▶ **Extrait**:
Pour Jim Reid, la hausse des taux a créé des chocs que l’on observe encore

Marchés & investissements - 9 février 2024

Pour Jim Reid, la hausse des taux a créé des chocs que l’on observe encore

Rédigé par Jennifer Nille

Article publié dans l'Echo le 8 février 2024

Les marchés obligataires se réajustent aux attentes sur les baisses de taux d’intérêt. Depuis cette semaine, les taux longs, qui évoluent en sens inverse du prix des emprunts d’État, sont repartis à la hausse alors que les investisseurs révisent leurs paris sur la première baisse des taux des banques centrales. Le taux américain à dix ans est repassé au-dessus de 4%, et le taux allemand de même échéance a touché un sommet depuis le 25 janvier, à 2,3%. Jim Reid, responsable de la stratégie d’investissement chez Deutsche Bank, constate qu’il est difficile d’avoir des convictions fermes sur la direction des taux d’intérêt dans un contexte de marché délicat selon lui. Il était de passage mardi à Bruxelles pour donner ses prévisions économiques pour cette année, et il s’est montré prudent.

▶ **Tâche a**:
Relevez chaque ligne des entrées qui contient la chaîne « rock », en tenant compte de la casse.
L'article et les entrées n'ont aucun lien entre eux.

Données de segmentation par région
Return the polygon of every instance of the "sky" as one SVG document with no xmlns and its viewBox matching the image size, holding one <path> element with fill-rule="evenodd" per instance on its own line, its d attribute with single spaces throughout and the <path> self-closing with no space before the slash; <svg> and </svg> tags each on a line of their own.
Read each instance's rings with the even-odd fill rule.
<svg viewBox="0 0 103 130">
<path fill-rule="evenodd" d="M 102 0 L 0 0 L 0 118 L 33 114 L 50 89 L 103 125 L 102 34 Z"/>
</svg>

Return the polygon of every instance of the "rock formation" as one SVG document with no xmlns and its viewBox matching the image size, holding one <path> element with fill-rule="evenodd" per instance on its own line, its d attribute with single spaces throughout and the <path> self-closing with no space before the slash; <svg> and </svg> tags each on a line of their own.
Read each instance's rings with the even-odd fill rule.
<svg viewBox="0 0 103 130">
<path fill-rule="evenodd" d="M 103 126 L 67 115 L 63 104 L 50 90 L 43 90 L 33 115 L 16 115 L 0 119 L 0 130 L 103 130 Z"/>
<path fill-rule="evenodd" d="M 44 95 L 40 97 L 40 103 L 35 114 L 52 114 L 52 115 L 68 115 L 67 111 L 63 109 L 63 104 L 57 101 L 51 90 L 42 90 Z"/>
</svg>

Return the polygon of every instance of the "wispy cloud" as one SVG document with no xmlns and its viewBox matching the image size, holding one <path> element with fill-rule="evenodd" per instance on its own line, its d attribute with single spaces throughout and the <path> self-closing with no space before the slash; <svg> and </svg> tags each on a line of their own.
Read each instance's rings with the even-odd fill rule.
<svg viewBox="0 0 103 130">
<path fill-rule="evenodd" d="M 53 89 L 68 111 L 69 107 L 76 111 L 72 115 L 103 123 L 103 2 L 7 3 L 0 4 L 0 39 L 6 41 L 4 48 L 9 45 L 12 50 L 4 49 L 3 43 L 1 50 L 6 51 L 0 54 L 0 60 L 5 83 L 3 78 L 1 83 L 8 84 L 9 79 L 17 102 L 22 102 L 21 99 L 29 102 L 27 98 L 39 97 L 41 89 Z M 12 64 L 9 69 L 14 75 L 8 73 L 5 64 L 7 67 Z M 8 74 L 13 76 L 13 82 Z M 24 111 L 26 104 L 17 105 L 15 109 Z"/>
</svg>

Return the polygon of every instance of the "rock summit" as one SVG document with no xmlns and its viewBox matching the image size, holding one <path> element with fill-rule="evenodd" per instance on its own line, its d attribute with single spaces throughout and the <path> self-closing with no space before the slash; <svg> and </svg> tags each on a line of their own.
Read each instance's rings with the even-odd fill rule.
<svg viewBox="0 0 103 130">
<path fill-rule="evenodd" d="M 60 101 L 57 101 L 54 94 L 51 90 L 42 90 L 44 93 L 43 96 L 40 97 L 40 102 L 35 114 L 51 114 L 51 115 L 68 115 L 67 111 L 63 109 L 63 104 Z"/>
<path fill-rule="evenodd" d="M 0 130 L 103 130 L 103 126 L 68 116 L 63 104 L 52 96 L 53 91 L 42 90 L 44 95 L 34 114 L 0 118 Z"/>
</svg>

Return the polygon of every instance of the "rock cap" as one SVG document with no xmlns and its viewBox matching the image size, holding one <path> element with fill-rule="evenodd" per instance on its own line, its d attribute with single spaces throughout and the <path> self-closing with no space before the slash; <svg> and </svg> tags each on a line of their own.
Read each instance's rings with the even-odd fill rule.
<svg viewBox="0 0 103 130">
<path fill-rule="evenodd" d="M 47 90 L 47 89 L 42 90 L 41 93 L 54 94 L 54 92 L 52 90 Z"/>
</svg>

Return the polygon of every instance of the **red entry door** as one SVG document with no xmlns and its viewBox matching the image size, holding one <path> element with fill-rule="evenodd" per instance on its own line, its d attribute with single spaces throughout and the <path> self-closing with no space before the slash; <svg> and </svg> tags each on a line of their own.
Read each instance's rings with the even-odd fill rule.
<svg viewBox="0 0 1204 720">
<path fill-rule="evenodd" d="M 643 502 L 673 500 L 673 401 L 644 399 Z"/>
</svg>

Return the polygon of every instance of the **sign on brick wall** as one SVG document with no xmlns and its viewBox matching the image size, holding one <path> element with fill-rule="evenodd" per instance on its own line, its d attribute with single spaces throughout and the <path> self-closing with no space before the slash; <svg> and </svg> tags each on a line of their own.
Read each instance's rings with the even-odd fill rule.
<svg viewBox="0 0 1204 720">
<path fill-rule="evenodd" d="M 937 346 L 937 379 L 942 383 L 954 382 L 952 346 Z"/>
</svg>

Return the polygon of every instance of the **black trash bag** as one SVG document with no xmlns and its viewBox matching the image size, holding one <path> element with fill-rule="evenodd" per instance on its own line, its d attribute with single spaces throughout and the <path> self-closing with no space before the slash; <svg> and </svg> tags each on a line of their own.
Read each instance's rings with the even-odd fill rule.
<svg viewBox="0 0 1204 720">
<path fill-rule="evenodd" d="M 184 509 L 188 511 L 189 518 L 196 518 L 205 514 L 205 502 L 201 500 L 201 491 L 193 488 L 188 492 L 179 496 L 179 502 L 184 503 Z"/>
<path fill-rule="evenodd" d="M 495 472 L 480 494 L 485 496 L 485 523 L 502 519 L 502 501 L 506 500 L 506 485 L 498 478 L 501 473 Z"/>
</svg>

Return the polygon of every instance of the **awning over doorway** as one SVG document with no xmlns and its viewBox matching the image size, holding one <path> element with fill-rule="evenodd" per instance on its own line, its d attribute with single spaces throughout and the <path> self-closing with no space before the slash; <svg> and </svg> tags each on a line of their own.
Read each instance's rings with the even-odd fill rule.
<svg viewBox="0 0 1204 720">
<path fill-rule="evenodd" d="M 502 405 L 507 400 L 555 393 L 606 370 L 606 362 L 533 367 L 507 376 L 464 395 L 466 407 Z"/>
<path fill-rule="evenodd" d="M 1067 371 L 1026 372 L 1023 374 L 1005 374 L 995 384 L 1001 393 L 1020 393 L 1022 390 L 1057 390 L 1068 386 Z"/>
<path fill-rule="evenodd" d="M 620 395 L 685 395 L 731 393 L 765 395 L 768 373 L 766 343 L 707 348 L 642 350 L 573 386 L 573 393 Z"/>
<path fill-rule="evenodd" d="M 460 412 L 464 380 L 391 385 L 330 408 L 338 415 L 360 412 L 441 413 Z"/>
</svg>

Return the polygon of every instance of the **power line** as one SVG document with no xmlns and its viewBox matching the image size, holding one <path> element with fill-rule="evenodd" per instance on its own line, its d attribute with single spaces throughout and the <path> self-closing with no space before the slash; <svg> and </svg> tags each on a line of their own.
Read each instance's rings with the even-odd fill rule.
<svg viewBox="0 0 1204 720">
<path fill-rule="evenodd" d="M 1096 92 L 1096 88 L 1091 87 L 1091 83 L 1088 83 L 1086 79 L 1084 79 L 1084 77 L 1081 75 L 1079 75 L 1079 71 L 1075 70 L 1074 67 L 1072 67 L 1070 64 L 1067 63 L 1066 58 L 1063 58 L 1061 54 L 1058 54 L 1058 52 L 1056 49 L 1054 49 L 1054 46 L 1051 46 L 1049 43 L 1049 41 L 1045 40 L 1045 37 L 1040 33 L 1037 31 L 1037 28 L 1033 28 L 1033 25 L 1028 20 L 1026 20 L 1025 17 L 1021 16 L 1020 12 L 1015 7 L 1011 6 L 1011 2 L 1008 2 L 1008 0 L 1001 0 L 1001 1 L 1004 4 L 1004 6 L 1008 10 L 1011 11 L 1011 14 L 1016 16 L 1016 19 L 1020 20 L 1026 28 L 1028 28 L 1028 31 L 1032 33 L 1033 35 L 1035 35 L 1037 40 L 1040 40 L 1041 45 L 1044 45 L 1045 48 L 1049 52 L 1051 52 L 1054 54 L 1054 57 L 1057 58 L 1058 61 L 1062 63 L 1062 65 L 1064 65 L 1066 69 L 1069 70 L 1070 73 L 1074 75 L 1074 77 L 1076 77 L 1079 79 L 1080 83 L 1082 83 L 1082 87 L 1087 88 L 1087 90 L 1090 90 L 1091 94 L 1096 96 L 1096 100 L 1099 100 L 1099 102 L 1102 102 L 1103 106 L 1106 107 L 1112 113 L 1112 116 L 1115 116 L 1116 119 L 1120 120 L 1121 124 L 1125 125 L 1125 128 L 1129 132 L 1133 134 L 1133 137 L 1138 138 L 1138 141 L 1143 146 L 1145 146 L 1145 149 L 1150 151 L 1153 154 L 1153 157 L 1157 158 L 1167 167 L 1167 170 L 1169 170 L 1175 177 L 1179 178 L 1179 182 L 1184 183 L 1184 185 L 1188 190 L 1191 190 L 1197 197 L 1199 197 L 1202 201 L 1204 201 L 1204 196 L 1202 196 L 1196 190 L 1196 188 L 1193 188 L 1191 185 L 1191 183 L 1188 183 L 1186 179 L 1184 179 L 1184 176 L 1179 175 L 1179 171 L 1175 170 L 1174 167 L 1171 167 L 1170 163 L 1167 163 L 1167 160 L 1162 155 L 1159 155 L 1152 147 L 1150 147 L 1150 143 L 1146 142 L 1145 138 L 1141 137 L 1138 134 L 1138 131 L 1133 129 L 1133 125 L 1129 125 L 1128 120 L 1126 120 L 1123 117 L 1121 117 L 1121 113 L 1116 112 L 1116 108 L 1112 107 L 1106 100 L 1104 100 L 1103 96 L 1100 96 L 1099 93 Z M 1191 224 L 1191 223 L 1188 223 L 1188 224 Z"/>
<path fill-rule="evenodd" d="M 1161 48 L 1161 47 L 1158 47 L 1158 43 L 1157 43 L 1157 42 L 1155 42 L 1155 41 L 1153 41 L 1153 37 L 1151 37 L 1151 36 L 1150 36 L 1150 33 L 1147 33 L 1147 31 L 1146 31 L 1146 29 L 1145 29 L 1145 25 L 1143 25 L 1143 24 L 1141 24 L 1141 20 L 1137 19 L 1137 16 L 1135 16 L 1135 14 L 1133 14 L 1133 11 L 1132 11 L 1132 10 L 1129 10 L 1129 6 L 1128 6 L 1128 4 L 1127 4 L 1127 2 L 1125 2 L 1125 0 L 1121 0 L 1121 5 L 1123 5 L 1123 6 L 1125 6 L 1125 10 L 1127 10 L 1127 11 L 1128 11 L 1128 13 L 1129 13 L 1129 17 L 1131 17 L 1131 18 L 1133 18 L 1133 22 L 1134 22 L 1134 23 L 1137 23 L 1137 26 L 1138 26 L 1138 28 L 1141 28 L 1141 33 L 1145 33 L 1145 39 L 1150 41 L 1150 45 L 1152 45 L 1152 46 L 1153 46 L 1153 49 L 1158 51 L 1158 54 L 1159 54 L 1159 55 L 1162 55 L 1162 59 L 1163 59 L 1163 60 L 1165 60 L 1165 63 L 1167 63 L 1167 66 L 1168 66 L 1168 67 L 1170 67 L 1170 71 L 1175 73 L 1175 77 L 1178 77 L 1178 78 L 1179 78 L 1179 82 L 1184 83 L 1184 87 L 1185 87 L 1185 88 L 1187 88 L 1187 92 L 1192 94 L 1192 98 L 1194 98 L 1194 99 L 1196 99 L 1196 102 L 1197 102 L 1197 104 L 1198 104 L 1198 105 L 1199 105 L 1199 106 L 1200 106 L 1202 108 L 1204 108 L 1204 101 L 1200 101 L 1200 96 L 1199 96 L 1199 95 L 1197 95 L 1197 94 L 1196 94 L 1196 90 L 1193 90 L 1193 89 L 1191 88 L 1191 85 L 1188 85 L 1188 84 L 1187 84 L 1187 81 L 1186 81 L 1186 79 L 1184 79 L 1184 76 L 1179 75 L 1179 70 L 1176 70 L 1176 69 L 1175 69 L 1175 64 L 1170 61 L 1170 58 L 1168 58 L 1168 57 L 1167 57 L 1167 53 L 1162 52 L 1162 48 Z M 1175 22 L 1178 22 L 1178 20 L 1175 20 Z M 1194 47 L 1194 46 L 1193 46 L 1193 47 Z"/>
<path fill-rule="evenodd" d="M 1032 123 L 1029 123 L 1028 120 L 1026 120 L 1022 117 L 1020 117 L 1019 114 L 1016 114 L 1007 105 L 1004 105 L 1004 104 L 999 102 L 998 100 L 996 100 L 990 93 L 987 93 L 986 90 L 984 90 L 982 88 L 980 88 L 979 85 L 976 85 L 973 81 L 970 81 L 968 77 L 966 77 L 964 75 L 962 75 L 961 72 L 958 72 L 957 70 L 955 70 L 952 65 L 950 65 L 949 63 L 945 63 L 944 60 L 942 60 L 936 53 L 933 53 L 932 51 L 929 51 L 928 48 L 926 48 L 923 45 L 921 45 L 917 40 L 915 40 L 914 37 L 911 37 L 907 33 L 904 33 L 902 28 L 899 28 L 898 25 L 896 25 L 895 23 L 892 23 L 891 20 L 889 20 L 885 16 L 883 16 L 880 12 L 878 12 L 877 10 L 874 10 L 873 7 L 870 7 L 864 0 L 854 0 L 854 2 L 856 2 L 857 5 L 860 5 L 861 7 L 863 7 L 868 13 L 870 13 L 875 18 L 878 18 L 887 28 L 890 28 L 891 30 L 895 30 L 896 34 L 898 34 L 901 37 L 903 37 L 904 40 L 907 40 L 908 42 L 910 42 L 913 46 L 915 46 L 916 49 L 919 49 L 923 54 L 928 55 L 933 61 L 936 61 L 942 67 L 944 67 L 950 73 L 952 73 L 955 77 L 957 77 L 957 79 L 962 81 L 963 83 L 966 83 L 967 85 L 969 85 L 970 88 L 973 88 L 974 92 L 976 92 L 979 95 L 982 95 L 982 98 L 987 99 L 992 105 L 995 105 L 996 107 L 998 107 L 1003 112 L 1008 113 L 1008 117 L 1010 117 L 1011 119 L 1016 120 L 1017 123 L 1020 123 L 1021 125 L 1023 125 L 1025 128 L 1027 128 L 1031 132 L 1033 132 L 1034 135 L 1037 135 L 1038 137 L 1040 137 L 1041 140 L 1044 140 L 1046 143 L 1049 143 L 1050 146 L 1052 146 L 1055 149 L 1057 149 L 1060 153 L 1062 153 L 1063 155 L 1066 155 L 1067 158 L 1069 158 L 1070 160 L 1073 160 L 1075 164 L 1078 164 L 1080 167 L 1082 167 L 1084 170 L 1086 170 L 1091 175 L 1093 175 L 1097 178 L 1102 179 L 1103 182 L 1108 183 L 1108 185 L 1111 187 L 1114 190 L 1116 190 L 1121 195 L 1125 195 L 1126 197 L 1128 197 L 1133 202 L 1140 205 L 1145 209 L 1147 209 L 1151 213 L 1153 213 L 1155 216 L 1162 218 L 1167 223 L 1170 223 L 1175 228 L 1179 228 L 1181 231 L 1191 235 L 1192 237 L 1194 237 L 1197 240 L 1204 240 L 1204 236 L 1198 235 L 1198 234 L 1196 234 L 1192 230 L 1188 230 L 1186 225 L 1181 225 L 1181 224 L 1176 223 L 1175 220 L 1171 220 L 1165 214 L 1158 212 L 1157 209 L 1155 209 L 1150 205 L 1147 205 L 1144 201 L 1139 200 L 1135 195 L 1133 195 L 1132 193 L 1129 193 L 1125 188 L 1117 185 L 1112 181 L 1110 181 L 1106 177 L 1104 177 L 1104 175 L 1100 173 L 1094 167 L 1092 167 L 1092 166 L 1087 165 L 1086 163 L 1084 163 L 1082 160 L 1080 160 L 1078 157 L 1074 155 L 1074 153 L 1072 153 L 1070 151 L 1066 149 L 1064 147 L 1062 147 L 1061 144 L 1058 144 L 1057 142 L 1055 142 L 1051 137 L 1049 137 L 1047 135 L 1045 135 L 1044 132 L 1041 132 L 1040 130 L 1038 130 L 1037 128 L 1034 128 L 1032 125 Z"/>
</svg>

▶ **Tâche b**:
Reprenez l'article sur la hausse des taux à l'endroit où il s'arrête et poursuivez-le.

▶ **Réponse finale a**:
Return the polygon of every instance of the "rock formation" as one SVG document with no xmlns and its viewBox matching the image size, holding one <path> element with fill-rule="evenodd" per instance on its own line, its d attribute with single spaces throughout and the <path> self-closing with no space before the slash; <svg> and </svg> tags each on a line of their own.
Return the polygon of every instance of the "rock summit" as one SVG document with no xmlns and its viewBox matching the image size, holding one <path> element with fill-rule="evenodd" per instance on its own line, its d attribute with single spaces throughout and the <path> self-closing with no space before the slash; <svg> and </svg> tags each on a line of their own.
Return the polygon of every instance of the "rock cap" as one SVG document with no xmlns and its viewBox matching the image size, holding one <path> element with fill-rule="evenodd" per instance on its own line, its d attribute with single spaces throughout and the <path> self-closing with no space before the slash; <svg> and </svg> tags each on a line of their own.

▶ **Réponse finale b**:
Quelles sont vos attentes sur les baisses de taux d’intérêt des banques centrales ? Partagez-vous l’optimisme des marchés ?

Les marchés se montrent trop optimistes sur une combinaison entre un atterrissage en douceur de l’économie et une baisse agressive des taux d’intérêt des banques centrales. Je ne pense pas qu’on puisse avoir une diminution forte des taux d’intérêt sans qu’il n’y ait de récession. Mais sans récession, les taux d’intérêt ne peuvent pas baisser autant que l’anticipent les marchés. Très récemment, on était encore à 200 points de base de paris à la baisse, et cela a diminué à 170 points de base. C’est encore trop optimiste.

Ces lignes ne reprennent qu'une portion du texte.